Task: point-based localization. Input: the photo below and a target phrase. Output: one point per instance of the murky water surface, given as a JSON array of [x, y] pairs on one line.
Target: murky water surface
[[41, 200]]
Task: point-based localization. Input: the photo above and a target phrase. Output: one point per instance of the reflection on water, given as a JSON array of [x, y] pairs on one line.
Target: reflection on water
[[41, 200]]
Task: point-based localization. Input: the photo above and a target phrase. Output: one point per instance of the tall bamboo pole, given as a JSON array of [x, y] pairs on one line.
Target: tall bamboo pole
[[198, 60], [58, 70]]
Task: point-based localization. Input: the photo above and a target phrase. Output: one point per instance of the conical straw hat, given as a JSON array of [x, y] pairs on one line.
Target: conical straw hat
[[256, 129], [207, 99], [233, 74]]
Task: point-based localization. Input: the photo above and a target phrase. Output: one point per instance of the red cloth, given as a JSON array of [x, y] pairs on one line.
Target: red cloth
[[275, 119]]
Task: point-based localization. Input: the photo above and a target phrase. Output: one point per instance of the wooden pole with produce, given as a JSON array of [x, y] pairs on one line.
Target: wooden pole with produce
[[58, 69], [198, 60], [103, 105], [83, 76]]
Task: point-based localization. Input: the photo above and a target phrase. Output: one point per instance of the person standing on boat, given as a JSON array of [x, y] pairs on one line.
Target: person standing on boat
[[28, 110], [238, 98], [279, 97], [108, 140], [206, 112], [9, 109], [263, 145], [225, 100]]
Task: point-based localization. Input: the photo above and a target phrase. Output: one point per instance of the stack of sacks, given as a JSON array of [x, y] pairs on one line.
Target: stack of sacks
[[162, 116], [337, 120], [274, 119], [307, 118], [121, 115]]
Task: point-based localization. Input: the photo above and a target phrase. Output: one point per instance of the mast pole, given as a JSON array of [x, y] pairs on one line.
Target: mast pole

Given problem:
Return, unchanged, the lines of the entries above that run from the one containing "red cloth, given" through the one containing "[[275, 119]]", including both of those lines.

Worked answer:
Task: point-based localization. Input: the photo above and a target phrase. Output: one point per instance of the red cloth, given as a JSON array of [x, y] pairs on one line.
Target: red cloth
[[275, 119]]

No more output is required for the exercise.